• [Material for this exercise]

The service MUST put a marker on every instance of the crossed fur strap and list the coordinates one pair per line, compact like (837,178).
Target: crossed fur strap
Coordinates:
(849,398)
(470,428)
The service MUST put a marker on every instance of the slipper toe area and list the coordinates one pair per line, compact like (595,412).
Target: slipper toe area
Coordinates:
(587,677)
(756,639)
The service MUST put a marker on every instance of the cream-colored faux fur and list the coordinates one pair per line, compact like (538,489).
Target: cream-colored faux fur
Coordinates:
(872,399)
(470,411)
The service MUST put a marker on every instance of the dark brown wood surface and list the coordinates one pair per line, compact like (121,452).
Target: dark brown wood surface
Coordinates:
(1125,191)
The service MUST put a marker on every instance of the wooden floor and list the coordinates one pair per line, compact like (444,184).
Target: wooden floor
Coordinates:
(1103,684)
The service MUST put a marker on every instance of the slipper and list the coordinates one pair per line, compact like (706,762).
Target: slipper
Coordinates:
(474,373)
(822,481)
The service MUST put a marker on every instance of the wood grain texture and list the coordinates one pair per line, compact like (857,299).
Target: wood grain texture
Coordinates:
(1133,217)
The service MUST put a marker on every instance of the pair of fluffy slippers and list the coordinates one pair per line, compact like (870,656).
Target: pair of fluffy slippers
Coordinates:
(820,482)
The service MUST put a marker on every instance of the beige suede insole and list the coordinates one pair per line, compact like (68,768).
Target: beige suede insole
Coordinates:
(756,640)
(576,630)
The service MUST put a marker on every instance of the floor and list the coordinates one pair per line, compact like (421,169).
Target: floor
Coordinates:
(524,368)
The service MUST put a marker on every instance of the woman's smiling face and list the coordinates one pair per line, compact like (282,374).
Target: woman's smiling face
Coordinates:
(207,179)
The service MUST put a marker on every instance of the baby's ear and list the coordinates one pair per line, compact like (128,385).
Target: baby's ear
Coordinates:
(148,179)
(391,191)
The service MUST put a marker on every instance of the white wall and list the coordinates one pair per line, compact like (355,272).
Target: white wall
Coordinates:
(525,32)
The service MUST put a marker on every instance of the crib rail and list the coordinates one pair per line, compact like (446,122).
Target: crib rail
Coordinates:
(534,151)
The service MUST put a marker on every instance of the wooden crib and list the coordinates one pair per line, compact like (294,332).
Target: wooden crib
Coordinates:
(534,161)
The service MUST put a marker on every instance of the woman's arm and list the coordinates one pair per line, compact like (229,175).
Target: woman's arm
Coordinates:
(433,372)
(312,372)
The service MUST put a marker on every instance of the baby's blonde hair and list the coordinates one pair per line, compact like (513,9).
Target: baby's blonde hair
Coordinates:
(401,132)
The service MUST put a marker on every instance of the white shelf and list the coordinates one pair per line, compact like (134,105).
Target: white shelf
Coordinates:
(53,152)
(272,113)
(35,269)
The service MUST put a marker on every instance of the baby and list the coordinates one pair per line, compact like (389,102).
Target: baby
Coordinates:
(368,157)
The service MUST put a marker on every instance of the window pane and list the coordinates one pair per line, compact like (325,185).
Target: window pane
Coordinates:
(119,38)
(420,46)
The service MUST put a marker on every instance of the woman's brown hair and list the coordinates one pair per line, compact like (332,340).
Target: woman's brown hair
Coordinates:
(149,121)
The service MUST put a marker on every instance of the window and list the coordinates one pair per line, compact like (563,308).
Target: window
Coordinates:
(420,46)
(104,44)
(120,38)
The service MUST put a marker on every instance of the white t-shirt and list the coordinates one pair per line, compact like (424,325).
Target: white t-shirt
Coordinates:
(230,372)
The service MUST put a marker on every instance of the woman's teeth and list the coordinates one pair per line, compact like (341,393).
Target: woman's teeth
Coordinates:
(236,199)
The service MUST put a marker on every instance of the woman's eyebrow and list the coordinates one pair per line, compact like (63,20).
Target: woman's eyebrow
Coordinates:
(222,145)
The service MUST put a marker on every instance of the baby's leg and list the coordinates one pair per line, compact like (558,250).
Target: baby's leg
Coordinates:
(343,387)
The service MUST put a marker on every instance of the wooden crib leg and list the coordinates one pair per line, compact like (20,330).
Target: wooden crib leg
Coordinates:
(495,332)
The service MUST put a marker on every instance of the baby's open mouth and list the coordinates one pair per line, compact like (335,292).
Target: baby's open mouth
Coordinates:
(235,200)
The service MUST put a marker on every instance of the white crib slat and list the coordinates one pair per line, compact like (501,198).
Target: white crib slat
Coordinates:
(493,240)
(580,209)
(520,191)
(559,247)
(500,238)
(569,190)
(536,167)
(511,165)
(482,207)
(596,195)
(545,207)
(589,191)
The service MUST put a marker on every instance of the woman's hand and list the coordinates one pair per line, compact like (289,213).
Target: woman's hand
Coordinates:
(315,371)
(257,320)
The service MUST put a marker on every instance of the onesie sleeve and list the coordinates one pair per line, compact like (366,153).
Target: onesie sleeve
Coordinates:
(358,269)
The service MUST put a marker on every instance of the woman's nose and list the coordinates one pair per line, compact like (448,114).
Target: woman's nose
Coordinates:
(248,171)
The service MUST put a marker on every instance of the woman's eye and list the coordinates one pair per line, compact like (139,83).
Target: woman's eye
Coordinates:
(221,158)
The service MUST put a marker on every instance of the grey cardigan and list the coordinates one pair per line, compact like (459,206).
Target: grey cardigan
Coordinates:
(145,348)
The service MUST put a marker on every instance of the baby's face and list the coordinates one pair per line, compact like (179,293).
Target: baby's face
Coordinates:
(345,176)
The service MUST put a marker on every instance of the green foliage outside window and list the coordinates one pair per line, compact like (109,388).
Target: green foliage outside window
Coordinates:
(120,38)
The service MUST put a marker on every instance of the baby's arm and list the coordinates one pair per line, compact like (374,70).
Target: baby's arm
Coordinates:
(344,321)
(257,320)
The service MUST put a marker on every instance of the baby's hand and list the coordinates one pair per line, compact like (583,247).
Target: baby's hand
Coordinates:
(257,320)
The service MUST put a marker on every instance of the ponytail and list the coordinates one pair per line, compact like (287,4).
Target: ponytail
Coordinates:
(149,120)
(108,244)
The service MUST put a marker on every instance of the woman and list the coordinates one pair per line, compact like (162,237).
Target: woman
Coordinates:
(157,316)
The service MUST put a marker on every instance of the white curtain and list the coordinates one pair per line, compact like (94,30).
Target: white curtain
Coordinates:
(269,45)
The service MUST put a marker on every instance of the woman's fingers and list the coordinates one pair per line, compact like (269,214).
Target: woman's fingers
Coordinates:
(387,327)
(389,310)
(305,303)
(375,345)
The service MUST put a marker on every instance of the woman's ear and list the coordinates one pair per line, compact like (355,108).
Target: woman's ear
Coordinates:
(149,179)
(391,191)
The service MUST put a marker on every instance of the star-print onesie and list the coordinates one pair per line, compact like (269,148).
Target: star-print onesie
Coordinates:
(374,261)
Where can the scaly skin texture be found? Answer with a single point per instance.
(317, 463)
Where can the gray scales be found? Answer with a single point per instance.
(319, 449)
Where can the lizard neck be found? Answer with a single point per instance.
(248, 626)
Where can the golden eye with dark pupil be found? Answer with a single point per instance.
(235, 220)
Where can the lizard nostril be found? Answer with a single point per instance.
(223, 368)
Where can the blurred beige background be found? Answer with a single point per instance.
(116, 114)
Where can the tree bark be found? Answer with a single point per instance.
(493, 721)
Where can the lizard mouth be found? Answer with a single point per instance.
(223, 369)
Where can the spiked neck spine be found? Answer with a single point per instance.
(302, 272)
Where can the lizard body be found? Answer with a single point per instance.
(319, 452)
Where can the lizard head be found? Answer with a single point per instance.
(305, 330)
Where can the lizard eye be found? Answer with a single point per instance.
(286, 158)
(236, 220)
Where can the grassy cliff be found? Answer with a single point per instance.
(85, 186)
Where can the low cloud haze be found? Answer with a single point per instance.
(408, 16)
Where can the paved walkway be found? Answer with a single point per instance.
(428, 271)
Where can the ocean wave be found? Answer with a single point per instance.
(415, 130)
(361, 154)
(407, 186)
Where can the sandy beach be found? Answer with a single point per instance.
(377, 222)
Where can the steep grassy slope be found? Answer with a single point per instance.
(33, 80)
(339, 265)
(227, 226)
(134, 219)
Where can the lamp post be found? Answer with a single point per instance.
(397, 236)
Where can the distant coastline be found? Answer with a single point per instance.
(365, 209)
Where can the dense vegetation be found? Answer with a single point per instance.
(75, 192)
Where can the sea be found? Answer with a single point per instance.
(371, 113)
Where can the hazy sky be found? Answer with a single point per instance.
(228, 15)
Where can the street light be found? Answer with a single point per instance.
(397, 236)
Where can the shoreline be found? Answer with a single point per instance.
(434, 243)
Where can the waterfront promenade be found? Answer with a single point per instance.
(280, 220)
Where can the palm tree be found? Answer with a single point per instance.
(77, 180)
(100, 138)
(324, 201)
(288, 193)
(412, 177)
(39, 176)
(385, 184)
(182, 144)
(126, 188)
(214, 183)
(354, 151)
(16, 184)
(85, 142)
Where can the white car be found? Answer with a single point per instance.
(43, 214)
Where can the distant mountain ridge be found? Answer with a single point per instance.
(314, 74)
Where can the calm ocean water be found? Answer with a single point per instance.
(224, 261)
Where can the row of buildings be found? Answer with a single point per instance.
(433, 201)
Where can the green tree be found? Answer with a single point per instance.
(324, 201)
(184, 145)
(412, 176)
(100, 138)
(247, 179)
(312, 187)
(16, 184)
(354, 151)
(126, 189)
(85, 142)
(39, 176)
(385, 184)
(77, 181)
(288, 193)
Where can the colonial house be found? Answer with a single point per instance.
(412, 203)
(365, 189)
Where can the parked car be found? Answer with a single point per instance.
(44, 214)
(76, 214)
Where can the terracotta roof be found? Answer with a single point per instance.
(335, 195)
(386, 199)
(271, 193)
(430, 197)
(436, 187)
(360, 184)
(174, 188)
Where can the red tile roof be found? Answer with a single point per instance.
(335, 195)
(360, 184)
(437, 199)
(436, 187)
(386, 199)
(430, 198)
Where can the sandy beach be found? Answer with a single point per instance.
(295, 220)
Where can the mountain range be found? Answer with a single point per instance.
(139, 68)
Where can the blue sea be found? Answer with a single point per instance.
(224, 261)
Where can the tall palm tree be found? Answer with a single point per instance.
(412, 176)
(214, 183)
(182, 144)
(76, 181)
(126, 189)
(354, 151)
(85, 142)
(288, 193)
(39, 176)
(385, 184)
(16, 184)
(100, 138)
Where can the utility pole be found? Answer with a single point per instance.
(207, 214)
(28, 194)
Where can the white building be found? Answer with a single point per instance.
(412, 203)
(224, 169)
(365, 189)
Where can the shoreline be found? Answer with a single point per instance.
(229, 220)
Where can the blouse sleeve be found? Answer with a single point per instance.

• [Exercise prompt] Please retype the data exactly as it stands, from its first line down to the line that contains "Target: cream-colored faux fur", then stop.

• [Response]
The service MUST put a marker on every instance of the crossed fur strap and list the coordinates one pair per line, compact like (837,178).
Target: crossed fur strap
Coordinates:
(849,398)
(470,428)
The service MUST put a marker on every instance of the slipper toe area and list the coordinates one pair per line, compact like (595,412).
Target: slipper toe area
Coordinates:
(587,677)
(756,639)
The service MUST put a marker on every instance of the cream-colored faux fur and list the coordinates one pair per line, compact like (538,489).
Target: cream-colored faux fur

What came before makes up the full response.